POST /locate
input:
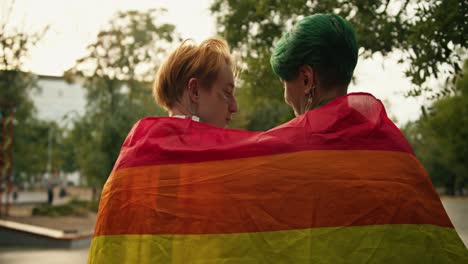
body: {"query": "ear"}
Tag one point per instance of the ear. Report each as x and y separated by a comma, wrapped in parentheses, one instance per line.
(307, 76)
(193, 90)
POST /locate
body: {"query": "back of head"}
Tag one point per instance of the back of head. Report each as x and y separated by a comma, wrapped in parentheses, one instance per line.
(326, 42)
(203, 62)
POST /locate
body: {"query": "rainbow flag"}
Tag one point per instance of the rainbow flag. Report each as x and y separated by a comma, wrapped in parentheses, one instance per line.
(339, 184)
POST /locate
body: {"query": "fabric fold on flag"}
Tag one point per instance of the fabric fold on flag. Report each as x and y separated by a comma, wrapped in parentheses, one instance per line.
(339, 184)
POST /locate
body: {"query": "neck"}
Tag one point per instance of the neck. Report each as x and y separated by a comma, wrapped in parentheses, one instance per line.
(180, 110)
(322, 97)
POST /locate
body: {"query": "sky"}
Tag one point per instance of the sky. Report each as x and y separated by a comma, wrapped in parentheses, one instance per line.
(75, 24)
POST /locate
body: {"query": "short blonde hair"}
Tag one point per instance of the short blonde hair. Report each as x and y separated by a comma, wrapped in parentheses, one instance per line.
(203, 62)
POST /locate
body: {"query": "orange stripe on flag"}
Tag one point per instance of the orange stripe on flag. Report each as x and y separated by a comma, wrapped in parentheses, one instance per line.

___

SHORT EXERCISE
Copy the records exactly. Skip the pictures.

SOLUTION
POST /locate
input:
body: {"query": "ear"}
Tag one point per instance of the ear. Report each as x and y separated by a comma, wrapped in parentheses, one instance per line.
(307, 76)
(193, 90)
POST /locate
body: {"query": "back of head"}
Tag one point per instance of the back of head. Report each as x and y separated by a comma, wrapped in parentheses, one instance per line.
(326, 42)
(203, 62)
POST /locate
body: {"query": "rainbow flag"}
Tag one point per instance of the rainbow flag. Report each as x and y separated by a comma, wrapped in parentheses, one instance per line.
(339, 184)
POST /locate
body: {"query": "fabric fold on flag"}
Tag one point per instance of the fabric fold on flag. Report each as x and y separated by a comma, wrapped in parentheses, one instance per line.
(339, 184)
POST /locate
body: {"query": "neck"}
Tag one point per instance of the neck. Report each as x and y separated by a comma, wrapped in parentheses, one instance per line.
(180, 110)
(322, 97)
POST /locate
body: {"query": "sky"}
Tag one point per instance of the sky. Report each as x and y separated by a comma, wrapped in parentheses, one instance per line.
(75, 24)
POST /locate
body: {"query": "short blonde hair"}
Tag one point per instance of the short blonde hair. Report each as x and y separated by a comma, wrapped in parentheses, one instance per line.
(203, 62)
POST /locate
body: {"query": "orange stripe on flag"}
Tag one point per instance of the orange stripe on flag. Report each as x and y separated by a comma, wrapped in parentheses, one instance per line.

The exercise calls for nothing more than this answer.